Exercise 1
Can you reproduce the article on physical inactivity among adults with disabilities, everything from "Researchers from the" down to "or heart disease."?
Exercise 2
Would you carry on the CDC report article about inactive adults with disabilities, picking up right after its last sentence?

Text excerpt
------
1 In 2 With Disabilities Physically Inactive
In what federal health officials say is a call to action, a new study finds that nearly half of adults with disabilities are physically inactive putting their health in serious jeopardy.
Researchers from the U.S. Centers for Disease Control and Prevention found that 47 percent of those with disabilities ages 18 to 64 get no aerobic physical activity. Another 22 percent exercise some but not enough.
The significant number of individuals with disabilities who are inactive is particularly alarming, researchers said, because they found this group is 50 percent more likely to report having a chronic condition like cancer, diabetes, stroke or heart disease.
“Physical activity is the closest thing we have to a wonder drug,” said Tom Frieden, director of the CDC. “Unfortunately, many adults with disabilities don’t get regular physical activity.”
The findings reported Tuesday in the CDC’s Morbidity and Mortality Weekly Report are based on interviews with over 83,000 adults across the country including more than 10,000 with disabilities conducted as part of the National Health Interview Survey between 2009 and 2012. Individuals were considered to have a disability if they reported having serious difficulty with walking or climbing stairs, hearing, seeing, or concentrating, remembering or decision making.
------
Information supplied
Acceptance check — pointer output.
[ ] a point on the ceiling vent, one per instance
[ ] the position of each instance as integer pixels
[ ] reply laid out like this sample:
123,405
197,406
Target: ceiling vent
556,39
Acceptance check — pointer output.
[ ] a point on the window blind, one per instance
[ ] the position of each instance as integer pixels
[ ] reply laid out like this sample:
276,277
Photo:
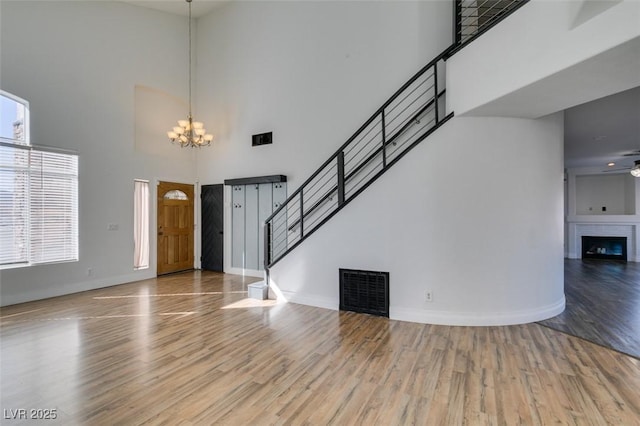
------
Output 1
Researchers from the U.S. Centers for Disease Control and Prevention found that 47 percent of those with disabilities ages 18 to 64 get no aerobic physical activity. Another 22 percent exercise some but not enough.
The significant number of individuals with disabilities who are inactive is particularly alarming, researchers said, because they found this group is 50 percent more likely to report having a chronic condition like cancer, diabetes, stroke or heart disease.

Output 2
Adults with disabilities are 82 percent more likely to be physically active if their doctor recommends it, the study found. However, just 44 percent of those who visited a doctor in the last year said they received such advice.
The CDC recommends that adults get at least two-and-half hours of moderate intensity physical activity each week. Most people with disabilities can exercise, researchers said, though they acknowledged that there are many known barriers unique to this group including accessibility concerns, difficulty finding appropriate exercise programs and a lack of knowledge among fitness professionals about working with those who have special needs.
“The key message is that some activity is better than none,” said Dianna Carroll, an epidemiologist with CDC’s National Center on Birth Defects and Developmental Disabilities who led the study.
Carroll said that people with disabilities, their advocates and health professionals all have a role to play in ensuring that those with special needs become active in a way that’s most appropriate for them. The CDC is launching a page on its website dedicated to helping doctors and health professionals understand how to encourage greater physical activity among their patients with disabilities.
“Everybody can benefit from physical activity,” Carroll said.